• Ejercicio escrito 1: Resume la reseña de abajo en dos oraciones.
-------
Pues resulta que la película favorita para ganarlo todo este año está distribuida por Netflix y puede uno verla sentado en el salón de su casa. El cine definitivamente no está cambiando, sino que ha cambiado.
El archiprestigioso Alfonso Cuarón retrata con esta película costumbrista, desgarrada y vital una buena parte de su propia vida, poniendo el foco en una sirvienta de un barrio de nivel adquisitivo medio-alto de Ciudad de México. Las vicisitudes de la época y las convulsiones sociales y políticas maravillosamente ambientadas ayudan a hacerse una idea bastante fidedigna de lo que fue la infancia del propio autor total de la obra, que rinde homenaje a las mujeres que lo criaron en un auto homenaje que tiene bastante de pretencioso, mucho de preciosista y que en humilde opinión de quien suscribe, puede que influya la lejanía localista, una historia que no llega a enganchar del todo.
Reconociéndome interesado por las pequeñas historias, de esas que a veces catalogan como “de las que no pasa nada y el transcurso del tiempo es a cámara lenta”, como es el caso, Roma se recrea en el retrato de la época y el lugar poniendo como excusa el acento en Cleo, su protagonista, describiendo con detalle hasta el más mínimo movimiento cotidiano de su día a día, más con tono de “Gran hermano” cuasi documental que como cine al uso.
-------
• Ejercicio escrito 2: Cuenta cuántas líneas de las filas de abajo contienen la palabra "hedge", teniendo en cuenta mayúsculas y minúsculas. Responde solo con el número.

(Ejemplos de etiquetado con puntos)
-------
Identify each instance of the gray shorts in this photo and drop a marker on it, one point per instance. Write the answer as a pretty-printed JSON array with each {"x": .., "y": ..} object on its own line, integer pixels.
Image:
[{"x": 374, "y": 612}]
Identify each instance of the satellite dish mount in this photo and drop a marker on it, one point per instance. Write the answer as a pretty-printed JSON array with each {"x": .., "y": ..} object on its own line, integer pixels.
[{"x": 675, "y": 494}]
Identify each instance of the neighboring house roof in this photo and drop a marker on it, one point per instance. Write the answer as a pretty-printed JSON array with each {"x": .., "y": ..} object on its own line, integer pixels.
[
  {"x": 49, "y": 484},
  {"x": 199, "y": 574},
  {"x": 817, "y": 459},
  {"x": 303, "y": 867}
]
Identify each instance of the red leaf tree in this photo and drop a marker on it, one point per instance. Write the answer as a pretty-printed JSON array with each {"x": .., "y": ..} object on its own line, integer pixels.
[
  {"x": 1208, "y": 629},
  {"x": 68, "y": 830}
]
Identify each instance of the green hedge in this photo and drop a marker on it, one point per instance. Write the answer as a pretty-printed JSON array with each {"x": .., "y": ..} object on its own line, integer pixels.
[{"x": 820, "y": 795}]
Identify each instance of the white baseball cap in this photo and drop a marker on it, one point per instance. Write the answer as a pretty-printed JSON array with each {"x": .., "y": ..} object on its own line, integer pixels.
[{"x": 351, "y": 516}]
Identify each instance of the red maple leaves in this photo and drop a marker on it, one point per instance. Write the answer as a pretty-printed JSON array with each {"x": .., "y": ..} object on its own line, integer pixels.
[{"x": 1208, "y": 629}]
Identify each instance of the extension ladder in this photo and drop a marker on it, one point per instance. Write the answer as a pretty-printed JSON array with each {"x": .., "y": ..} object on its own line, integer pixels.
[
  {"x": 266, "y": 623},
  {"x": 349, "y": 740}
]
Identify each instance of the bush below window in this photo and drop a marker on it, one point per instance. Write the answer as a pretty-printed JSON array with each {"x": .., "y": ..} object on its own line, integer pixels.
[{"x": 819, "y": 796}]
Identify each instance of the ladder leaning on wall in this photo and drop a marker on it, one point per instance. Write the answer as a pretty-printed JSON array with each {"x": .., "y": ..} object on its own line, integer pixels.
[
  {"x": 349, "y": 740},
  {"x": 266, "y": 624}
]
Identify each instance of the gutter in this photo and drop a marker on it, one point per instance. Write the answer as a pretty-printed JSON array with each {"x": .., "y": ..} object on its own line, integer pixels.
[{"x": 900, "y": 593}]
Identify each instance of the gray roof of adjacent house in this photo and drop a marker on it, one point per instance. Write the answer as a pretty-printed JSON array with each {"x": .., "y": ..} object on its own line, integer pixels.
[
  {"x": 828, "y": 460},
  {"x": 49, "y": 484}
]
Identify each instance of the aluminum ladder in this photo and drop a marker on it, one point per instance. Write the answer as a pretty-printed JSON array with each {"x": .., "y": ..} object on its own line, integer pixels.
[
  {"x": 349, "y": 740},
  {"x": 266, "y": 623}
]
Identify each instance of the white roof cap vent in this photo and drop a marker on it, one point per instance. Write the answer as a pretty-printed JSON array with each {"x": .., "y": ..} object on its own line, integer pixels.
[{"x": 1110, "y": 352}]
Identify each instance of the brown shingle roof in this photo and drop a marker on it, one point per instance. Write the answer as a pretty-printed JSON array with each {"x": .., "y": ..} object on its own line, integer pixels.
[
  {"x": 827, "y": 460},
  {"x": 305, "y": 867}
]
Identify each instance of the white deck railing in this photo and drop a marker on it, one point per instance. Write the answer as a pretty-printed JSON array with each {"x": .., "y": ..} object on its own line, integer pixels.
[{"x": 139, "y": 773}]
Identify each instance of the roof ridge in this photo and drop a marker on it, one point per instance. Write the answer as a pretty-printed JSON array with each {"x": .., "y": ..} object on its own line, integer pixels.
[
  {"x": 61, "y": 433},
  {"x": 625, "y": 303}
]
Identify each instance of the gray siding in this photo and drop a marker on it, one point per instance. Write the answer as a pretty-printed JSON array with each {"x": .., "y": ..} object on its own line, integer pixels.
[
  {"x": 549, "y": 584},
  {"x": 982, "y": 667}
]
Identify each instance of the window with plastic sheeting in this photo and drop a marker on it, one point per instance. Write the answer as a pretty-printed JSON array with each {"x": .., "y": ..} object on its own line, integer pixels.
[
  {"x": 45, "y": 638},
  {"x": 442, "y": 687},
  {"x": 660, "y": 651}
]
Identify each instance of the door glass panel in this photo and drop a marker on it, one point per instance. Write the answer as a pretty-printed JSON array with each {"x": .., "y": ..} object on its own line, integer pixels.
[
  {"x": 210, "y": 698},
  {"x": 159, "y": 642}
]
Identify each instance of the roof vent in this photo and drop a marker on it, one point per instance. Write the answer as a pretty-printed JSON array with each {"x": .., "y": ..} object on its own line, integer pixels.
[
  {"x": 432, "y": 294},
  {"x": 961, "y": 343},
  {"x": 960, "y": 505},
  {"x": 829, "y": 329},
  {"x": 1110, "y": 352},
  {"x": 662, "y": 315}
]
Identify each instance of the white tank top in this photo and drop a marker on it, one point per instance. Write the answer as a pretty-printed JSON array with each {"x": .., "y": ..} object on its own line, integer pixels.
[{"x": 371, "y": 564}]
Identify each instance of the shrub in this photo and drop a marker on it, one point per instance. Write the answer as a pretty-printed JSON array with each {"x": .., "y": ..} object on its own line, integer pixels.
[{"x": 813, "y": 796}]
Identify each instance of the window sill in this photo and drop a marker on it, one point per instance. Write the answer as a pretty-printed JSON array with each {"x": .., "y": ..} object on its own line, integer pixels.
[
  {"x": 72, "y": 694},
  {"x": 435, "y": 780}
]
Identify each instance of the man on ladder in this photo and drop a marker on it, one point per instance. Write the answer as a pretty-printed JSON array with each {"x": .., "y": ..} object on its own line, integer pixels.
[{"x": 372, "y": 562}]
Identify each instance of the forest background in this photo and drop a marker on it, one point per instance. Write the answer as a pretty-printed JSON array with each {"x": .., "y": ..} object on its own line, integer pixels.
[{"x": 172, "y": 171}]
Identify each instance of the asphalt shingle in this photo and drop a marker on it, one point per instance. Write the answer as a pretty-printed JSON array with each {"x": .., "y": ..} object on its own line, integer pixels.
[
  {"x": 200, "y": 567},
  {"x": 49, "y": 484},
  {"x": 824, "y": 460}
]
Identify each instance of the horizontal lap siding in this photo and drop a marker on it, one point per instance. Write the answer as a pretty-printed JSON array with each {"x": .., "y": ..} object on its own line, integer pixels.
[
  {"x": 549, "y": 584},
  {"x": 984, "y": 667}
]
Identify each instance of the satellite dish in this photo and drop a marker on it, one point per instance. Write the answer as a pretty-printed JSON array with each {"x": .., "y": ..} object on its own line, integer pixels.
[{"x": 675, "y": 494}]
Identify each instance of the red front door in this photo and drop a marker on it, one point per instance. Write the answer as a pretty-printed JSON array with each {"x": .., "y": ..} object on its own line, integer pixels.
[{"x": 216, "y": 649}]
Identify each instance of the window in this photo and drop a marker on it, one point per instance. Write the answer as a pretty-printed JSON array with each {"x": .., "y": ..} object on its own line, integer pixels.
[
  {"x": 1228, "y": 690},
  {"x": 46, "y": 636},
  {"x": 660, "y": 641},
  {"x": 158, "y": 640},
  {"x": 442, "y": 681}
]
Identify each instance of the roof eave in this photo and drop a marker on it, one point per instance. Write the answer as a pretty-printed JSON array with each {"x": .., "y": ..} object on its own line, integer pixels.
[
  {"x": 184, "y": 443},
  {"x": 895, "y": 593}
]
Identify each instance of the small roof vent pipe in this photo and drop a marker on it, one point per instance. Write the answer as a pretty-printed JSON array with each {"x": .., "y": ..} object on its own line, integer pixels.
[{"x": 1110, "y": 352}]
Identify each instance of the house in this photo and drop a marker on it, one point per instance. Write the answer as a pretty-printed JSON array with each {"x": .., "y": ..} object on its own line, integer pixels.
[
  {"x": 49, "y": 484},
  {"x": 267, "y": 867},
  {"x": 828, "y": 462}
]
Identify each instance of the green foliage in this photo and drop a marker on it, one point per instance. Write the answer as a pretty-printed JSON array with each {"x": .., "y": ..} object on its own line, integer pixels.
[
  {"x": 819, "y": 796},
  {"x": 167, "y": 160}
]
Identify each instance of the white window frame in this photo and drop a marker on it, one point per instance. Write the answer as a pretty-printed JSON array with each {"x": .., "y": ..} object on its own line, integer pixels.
-------
• Respuesta 1: La película favorita para ganarlo todo este año, Roma, la distribuye Netflix y se puede ver en casa. En ella, Alfonso Cuarón retrata buena parte de su propia vida a través de Cleo, una sirvienta de un barrio de nivel medio-alto de Ciudad de México, y muestra con detalle su día a día y la época con un tono casi de documental; para quien escribe, es un homenaje algo pretencioso cuya historia no llega a enganchar del todo.

• Respuesta 2: 1